• [Dataset]
══════════════════════════════
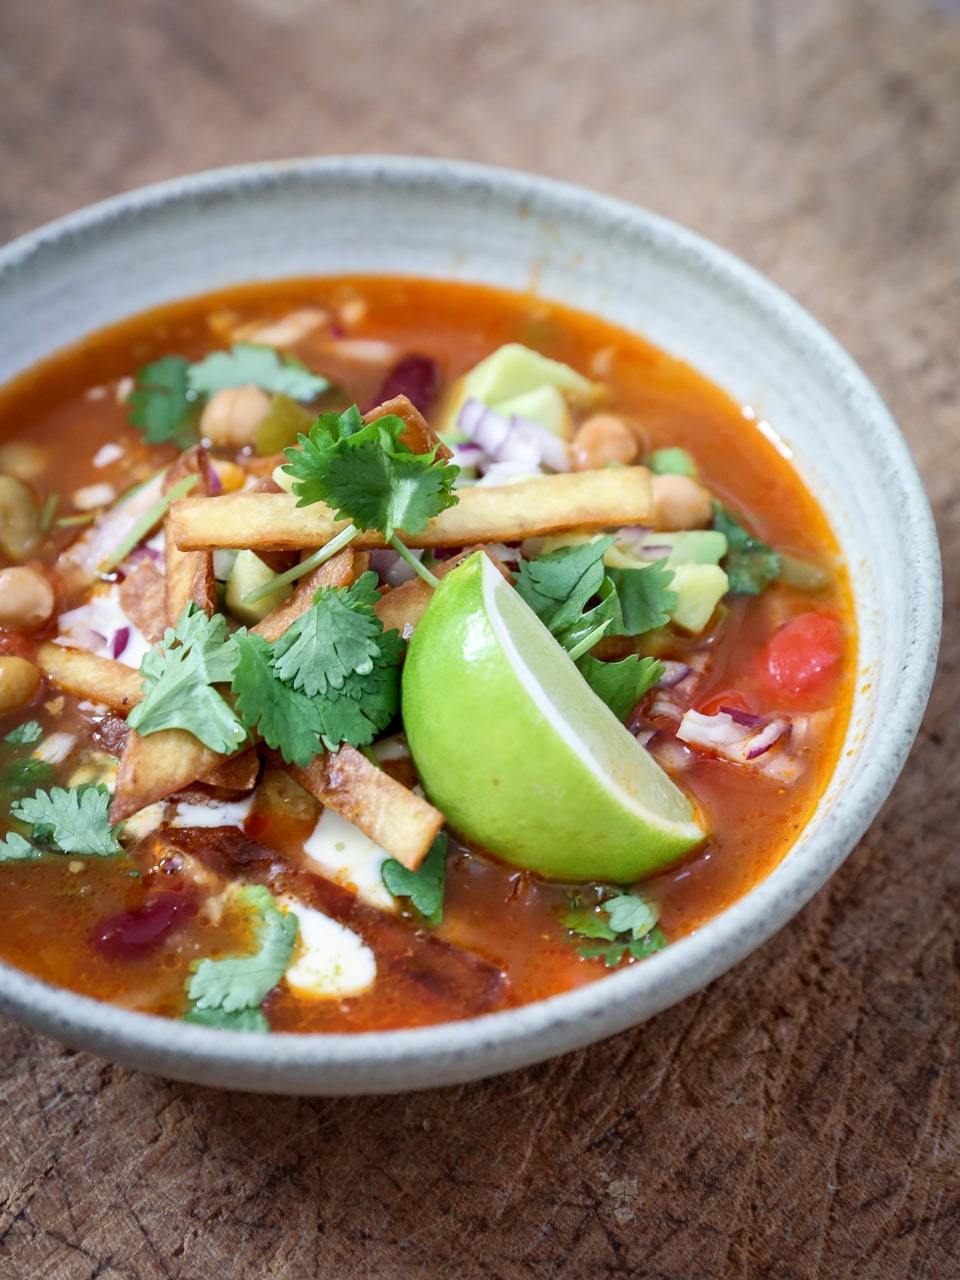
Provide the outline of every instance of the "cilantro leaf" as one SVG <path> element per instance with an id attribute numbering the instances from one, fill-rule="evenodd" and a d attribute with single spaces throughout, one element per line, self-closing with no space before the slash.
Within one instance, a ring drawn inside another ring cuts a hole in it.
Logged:
<path id="1" fill-rule="evenodd" d="M 130 421 L 148 444 L 168 441 L 186 448 L 196 439 L 198 403 L 188 381 L 190 363 L 183 356 L 163 356 L 137 371 L 130 393 Z"/>
<path id="2" fill-rule="evenodd" d="M 221 1031 L 257 1031 L 262 1034 L 270 1030 L 262 1009 L 238 1009 L 235 1013 L 227 1013 L 224 1009 L 201 1009 L 191 1005 L 180 1021 L 192 1022 L 199 1027 L 217 1027 Z"/>
<path id="3" fill-rule="evenodd" d="M 250 729 L 305 767 L 324 746 L 362 747 L 400 709 L 403 642 L 373 612 L 376 578 L 319 591 L 273 645 L 238 632 L 236 707 Z"/>
<path id="4" fill-rule="evenodd" d="M 10 812 L 30 825 L 38 844 L 53 845 L 61 853 L 109 857 L 123 852 L 109 808 L 110 792 L 104 786 L 53 787 L 18 801 Z"/>
<path id="5" fill-rule="evenodd" d="M 36 720 L 27 720 L 23 724 L 18 724 L 15 729 L 11 729 L 4 742 L 12 747 L 28 747 L 31 743 L 38 742 L 43 737 L 43 730 L 37 724 Z"/>
<path id="6" fill-rule="evenodd" d="M 395 898 L 409 898 L 427 924 L 436 927 L 443 920 L 443 889 L 447 874 L 447 836 L 441 831 L 416 871 L 396 858 L 388 858 L 380 873 Z"/>
<path id="7" fill-rule="evenodd" d="M 655 560 L 643 569 L 609 569 L 608 577 L 617 589 L 621 619 L 611 634 L 639 636 L 654 631 L 670 620 L 677 593 L 671 591 L 673 570 L 666 560 Z"/>
<path id="8" fill-rule="evenodd" d="M 16 831 L 8 831 L 0 840 L 0 862 L 29 862 L 42 856 L 36 845 Z"/>
<path id="9" fill-rule="evenodd" d="M 603 938 L 612 942 L 617 936 L 601 906 L 569 906 L 560 912 L 560 923 L 583 938 Z"/>
<path id="10" fill-rule="evenodd" d="M 614 933 L 630 933 L 643 938 L 657 923 L 657 909 L 639 893 L 619 893 L 603 904 Z"/>
<path id="11" fill-rule="evenodd" d="M 314 400 L 330 386 L 329 378 L 312 373 L 299 360 L 281 357 L 272 347 L 238 342 L 229 351 L 214 351 L 186 374 L 190 390 L 210 396 L 225 387 L 253 383 L 263 391 L 289 396 L 292 400 Z"/>
<path id="12" fill-rule="evenodd" d="M 380 657 L 367 675 L 354 675 L 342 689 L 331 689 L 319 704 L 323 740 L 333 751 L 371 743 L 400 710 L 400 659 L 403 641 L 396 631 L 380 638 Z"/>
<path id="13" fill-rule="evenodd" d="M 638 893 L 617 893 L 592 907 L 572 901 L 560 913 L 564 928 L 593 940 L 578 946 L 577 954 L 585 960 L 603 960 L 608 969 L 627 956 L 642 960 L 667 945 L 657 918 L 656 906 Z"/>
<path id="14" fill-rule="evenodd" d="M 323 750 L 325 721 L 316 702 L 278 679 L 273 651 L 262 636 L 238 632 L 233 638 L 237 664 L 233 672 L 236 709 L 249 729 L 287 764 L 305 769 Z"/>
<path id="15" fill-rule="evenodd" d="M 733 518 L 722 502 L 714 499 L 713 527 L 726 535 L 724 568 L 734 595 L 758 596 L 780 573 L 780 556 L 760 538 L 755 538 Z"/>
<path id="16" fill-rule="evenodd" d="M 612 537 L 598 538 L 596 542 L 558 547 L 535 560 L 520 562 L 517 591 L 554 635 L 571 628 L 588 601 L 600 591 L 603 557 L 612 545 Z"/>
<path id="17" fill-rule="evenodd" d="M 276 641 L 274 666 L 281 680 L 309 697 L 342 689 L 351 675 L 368 675 L 380 654 L 383 623 L 373 612 L 377 575 L 361 574 L 352 586 L 326 587 Z"/>
<path id="18" fill-rule="evenodd" d="M 187 983 L 187 995 L 198 1010 L 238 1013 L 258 1008 L 290 963 L 297 939 L 297 917 L 281 911 L 263 885 L 244 885 L 237 897 L 252 916 L 256 950 L 249 956 L 200 961 Z"/>
<path id="19" fill-rule="evenodd" d="M 632 938 L 629 942 L 600 942 L 595 946 L 586 945 L 578 947 L 577 953 L 583 956 L 584 960 L 602 960 L 608 969 L 615 969 L 624 956 L 629 956 L 632 960 L 645 960 L 647 956 L 662 951 L 666 945 L 667 939 L 662 930 L 653 929 L 643 938 Z"/>
<path id="20" fill-rule="evenodd" d="M 618 720 L 626 720 L 663 675 L 663 663 L 657 658 L 639 658 L 635 653 L 620 662 L 601 662 L 587 654 L 577 666 L 590 688 Z"/>
<path id="21" fill-rule="evenodd" d="M 11 760 L 0 769 L 0 795 L 8 800 L 25 796 L 28 791 L 44 787 L 53 780 L 53 765 L 36 756 Z"/>
<path id="22" fill-rule="evenodd" d="M 140 664 L 143 700 L 127 724 L 139 734 L 185 729 L 211 749 L 229 755 L 247 740 L 239 717 L 213 688 L 230 680 L 236 646 L 228 642 L 222 614 L 208 618 L 192 602 L 175 628 L 168 627 L 160 649 L 151 648 Z"/>
<path id="23" fill-rule="evenodd" d="M 406 423 L 388 414 L 367 425 L 352 406 L 321 414 L 300 447 L 287 449 L 299 506 L 326 502 L 337 518 L 358 529 L 377 529 L 389 541 L 398 529 L 419 533 L 427 521 L 454 506 L 459 469 L 401 442 Z"/>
══════════════════════════════
• [What to do] For this exercise, gather every line of the data that contains the word "instance".

• [Your solution]
Provide the outline of every instance of the "cilantro leaf" as one SVG <path> element per instance with an id attribute numbering the instances from one, fill-rule="evenodd" and a d attribute with single spaces throughout, one element per line, self-closing with no space before the slash.
Within one instance, a ring drawn inside another ring cuts a hole in it.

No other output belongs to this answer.